SET TASK: Identify every line in the records below that contains the string "suit" and copy each of those lines. Matching is case-sensitive.

—————

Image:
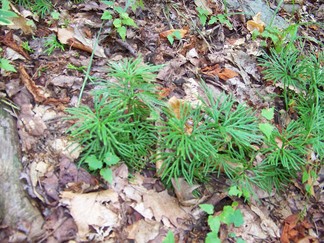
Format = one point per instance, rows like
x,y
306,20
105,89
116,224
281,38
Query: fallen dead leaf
x,y
9,41
35,90
267,223
96,209
143,231
163,205
182,32
222,73
255,24
184,191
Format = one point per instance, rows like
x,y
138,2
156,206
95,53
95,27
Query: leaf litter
x,y
79,206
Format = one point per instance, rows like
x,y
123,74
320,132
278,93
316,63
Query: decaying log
x,y
16,210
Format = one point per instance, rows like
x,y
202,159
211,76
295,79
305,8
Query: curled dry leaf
x,y
222,73
92,209
30,85
182,32
184,191
255,24
9,41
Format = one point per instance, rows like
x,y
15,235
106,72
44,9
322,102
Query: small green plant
x,y
229,215
121,121
174,35
186,145
121,21
103,166
134,90
51,44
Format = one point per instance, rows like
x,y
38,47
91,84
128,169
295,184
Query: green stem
x,y
87,74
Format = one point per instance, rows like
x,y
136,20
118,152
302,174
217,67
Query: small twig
x,y
196,28
127,46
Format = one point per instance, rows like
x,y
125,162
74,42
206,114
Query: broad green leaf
x,y
170,39
212,237
225,216
208,208
169,237
119,10
109,3
240,240
106,173
129,22
237,218
55,15
93,162
117,23
213,20
5,65
4,21
214,223
305,176
122,32
234,191
177,34
267,129
106,15
124,15
268,113
5,5
7,14
203,19
111,159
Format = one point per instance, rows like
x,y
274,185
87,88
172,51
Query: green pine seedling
x,y
134,89
186,145
98,165
228,216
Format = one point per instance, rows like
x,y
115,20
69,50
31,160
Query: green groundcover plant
x,y
129,121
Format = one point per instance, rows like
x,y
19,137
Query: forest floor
x,y
79,206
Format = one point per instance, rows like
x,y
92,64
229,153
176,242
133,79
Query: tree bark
x,y
16,209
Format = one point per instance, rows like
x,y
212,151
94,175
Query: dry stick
x,y
196,28
89,67
127,46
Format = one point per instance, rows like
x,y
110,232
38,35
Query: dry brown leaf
x,y
204,5
143,231
30,85
255,24
184,191
96,209
175,105
77,39
183,32
9,41
222,73
163,205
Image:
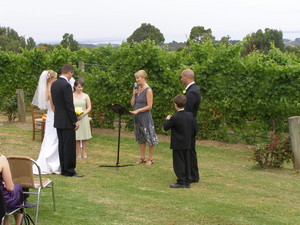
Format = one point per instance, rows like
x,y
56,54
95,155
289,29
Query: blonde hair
x,y
141,73
51,74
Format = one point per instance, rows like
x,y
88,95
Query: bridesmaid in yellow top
x,y
82,101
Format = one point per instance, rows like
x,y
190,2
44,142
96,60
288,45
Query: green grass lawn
x,y
231,191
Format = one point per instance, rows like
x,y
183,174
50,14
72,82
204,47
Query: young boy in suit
x,y
183,127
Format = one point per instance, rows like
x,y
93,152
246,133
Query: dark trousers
x,y
181,166
67,151
194,162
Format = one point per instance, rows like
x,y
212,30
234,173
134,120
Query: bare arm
x,y
50,97
6,174
88,107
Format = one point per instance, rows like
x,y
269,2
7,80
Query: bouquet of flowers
x,y
44,117
78,111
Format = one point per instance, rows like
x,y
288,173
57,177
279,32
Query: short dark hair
x,y
67,68
180,100
79,81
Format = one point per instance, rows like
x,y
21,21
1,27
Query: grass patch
x,y
231,191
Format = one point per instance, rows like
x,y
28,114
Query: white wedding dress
x,y
48,159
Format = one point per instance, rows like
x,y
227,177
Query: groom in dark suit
x,y
65,121
192,94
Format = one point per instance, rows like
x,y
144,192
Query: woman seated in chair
x,y
12,193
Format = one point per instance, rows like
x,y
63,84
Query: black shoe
x,y
179,186
29,205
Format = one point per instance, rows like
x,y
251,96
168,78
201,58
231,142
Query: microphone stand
x,y
121,111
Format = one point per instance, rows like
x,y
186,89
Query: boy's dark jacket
x,y
183,126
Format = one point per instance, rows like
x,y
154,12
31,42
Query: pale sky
x,y
115,20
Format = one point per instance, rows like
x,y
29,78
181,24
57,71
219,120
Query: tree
x,y
69,42
10,40
200,35
147,31
262,41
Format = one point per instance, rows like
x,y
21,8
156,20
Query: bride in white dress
x,y
48,159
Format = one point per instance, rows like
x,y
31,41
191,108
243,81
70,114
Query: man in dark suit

—————

COMPLETED TASK:
Query: young boy in suit
Query: groom in dark suit
Query: man in dark suit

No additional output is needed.